Quoted passage
§ §
I pinned all the dependencies to specific versions because I like determinism and reproducibility. I really don’t like when the upload of a new package version breaks my builds!
Software Supply Chain Weaknesses in pyproject.toml
When I pinned dependencies in [build-system] in pyproject.toml, the security part of my brain is screaming over the lack of SHA-256 digest pinning.
How am I sure that we’re using well-known, trusted versions of these dependencies? Are all the transitive dependencies even pinned?
Before pyproject.toml, I used pip-compile from pip-tools to generate a requirements.txt containing SHA-256 digests for all transitive dependencies. I would use python3 -m venv to create a virtualenv, venv/bin/python -m pip install -r requirements.txt to materialize a (highly deterministic) set of packages, then run venv/bin/python setup.py to invoke a build in this stable and securely created environment. (Some) software supply chain risks averted! But, uh, how do I do that with pyproject.toml build-system.requires? Does it even support pinning SHA-256 digests?
I skim the PEPs related to pyproject.toml and don’t see anything. Surely I’m missing something.
In desperation I check the pip-tools project and sure enough they document pyproject.toml integration. However, they tell you how to feed requirements.txt files into the dynamic dependencies consumed by the build backend: there’s nothing on how to securely install the build backend itself.
As far as I can tell pyproject.toml has no facilities for securely installing (read: pinning content digests for all transitive dependencies) the build backend itself. This is left as an exercise to the reader. But, um, the build frontend (which I was also instructed to download insecurely via python -m pip install) is the thing installing the build backend. How am I supposed to subvert the build frontend to securely install the build backend? Am I supposed to disable default behavior of using an ephemeral environment in order to get secure backend installs? Doesn’t the ephemeral environment give me additional, desired protections for build determinism and reproducibility? That seems wrong.
§ §
Given problem A
Write out the part of the text on pyproject.toml starting with "As far as I" and going on through "That seems wrong.".
The rows have no connection to the text about pyproject.toml.

Data rows
§ §
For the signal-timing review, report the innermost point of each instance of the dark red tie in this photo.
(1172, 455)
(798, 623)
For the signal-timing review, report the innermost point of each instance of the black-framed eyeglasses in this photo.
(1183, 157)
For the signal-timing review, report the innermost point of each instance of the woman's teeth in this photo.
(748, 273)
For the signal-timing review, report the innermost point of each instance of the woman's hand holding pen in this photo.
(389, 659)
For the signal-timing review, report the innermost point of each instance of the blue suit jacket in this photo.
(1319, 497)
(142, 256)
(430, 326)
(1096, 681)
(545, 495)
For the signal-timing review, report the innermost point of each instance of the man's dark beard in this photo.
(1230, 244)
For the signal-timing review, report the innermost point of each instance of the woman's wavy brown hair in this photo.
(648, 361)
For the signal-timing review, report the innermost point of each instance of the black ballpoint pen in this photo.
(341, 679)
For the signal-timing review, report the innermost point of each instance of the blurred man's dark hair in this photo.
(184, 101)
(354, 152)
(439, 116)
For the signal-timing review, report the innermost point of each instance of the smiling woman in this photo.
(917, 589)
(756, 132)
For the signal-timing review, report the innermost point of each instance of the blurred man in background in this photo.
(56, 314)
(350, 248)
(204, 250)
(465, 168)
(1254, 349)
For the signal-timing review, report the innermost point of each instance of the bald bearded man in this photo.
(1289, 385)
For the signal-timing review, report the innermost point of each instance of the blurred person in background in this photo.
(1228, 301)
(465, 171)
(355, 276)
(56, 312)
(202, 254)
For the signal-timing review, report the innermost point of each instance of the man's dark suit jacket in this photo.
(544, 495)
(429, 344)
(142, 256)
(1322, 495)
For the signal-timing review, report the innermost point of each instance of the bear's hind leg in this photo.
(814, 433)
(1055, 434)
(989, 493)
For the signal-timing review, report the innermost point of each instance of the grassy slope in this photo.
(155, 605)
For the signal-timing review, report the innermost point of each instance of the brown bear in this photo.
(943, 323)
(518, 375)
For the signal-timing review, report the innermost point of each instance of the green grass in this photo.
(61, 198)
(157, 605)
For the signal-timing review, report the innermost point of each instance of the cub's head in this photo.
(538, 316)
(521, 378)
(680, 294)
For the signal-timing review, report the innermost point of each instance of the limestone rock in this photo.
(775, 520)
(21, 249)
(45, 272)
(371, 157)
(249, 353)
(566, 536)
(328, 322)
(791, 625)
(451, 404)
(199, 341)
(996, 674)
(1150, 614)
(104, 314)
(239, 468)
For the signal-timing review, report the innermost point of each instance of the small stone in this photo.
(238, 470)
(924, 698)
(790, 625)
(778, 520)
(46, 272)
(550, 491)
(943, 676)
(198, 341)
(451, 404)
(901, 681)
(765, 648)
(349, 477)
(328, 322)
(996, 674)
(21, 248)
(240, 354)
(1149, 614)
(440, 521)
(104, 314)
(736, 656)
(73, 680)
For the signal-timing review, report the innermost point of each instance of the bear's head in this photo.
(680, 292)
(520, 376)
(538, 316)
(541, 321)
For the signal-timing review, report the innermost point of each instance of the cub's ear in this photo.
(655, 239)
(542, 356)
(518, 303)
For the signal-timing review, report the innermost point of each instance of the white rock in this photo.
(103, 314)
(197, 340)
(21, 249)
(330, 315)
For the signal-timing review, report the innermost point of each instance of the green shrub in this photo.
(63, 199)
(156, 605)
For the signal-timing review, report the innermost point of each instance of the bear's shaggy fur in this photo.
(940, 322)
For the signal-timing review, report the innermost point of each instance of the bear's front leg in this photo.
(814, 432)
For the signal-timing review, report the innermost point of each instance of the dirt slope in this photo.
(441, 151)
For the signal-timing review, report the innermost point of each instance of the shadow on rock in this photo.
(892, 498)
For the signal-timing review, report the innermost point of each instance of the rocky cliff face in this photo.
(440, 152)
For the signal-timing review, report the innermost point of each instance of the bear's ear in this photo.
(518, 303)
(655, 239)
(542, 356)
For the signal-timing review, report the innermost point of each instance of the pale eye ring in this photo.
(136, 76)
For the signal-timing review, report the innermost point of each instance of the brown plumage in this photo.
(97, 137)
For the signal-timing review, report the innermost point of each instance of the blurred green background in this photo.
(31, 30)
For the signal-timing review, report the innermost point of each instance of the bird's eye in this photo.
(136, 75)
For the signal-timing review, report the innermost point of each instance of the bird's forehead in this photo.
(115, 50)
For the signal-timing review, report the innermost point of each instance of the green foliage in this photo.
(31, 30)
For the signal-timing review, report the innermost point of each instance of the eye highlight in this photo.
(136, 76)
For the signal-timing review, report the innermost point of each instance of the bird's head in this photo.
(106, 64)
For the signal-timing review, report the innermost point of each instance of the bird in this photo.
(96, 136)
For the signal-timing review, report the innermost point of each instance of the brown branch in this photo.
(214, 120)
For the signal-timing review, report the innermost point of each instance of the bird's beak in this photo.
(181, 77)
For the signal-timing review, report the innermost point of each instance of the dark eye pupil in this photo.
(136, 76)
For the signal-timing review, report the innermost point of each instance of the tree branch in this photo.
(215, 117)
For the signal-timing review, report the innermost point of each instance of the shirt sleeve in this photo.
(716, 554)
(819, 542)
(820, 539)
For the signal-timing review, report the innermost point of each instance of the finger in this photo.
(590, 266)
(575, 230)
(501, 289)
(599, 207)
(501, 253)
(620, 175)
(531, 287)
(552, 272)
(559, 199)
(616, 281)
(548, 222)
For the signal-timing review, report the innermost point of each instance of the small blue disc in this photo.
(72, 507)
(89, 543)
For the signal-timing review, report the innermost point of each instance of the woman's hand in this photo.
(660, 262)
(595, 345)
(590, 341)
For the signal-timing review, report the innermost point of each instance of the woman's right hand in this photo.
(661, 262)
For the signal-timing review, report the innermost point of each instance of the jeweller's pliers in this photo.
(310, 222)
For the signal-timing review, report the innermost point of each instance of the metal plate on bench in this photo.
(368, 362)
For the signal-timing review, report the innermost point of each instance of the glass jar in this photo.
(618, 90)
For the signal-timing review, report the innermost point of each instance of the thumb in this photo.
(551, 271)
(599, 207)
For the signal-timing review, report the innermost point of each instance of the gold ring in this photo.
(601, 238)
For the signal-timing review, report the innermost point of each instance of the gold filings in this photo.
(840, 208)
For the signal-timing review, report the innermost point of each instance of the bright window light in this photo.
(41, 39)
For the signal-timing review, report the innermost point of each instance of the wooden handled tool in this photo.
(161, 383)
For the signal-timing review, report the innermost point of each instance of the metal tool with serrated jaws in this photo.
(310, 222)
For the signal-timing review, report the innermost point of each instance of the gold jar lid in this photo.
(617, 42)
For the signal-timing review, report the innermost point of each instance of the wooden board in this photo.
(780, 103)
§ §
Given problem B
Present the rows starting with the line with "woman in this photo." and going on through the line with "(1289, 385)" as a numbered list, leaving out any blank lines.

Correct output A
As far as I can tell pyproject.toml has no facilities for securely installing (read: pinning content digests for all transitive dependencies) the build backend itself. This is left as an exercise to the reader. But, um, the build frontend (which I was also instructed to download insecurely via python -m pip install) is the thing installing the build backend. How am I supposed to subvert the build frontend to securely install the build backend? Am I supposed to disable default behavior of using an ephemeral environment in order to get secure backend installs? Doesn’t the ephemeral environment give me additional, desired protections for build determinism and reproducibility? That seems wrong.

Correct output B
1. For the signal-timing review, report the innermost point of each instance of the smiling woman in this photo.
2. (917, 589)
3. (756, 132)
4. For the signal-timing review, report the innermost point of each instance of the blurred man in background in this photo.
5. (56, 314)
6. (350, 248)
7. (204, 250)
8. (465, 168)
9. (1254, 349)
10. For the signal-timing review, report the innermost point of each instance of the bald bearded man in this photo.
11. (1289, 385)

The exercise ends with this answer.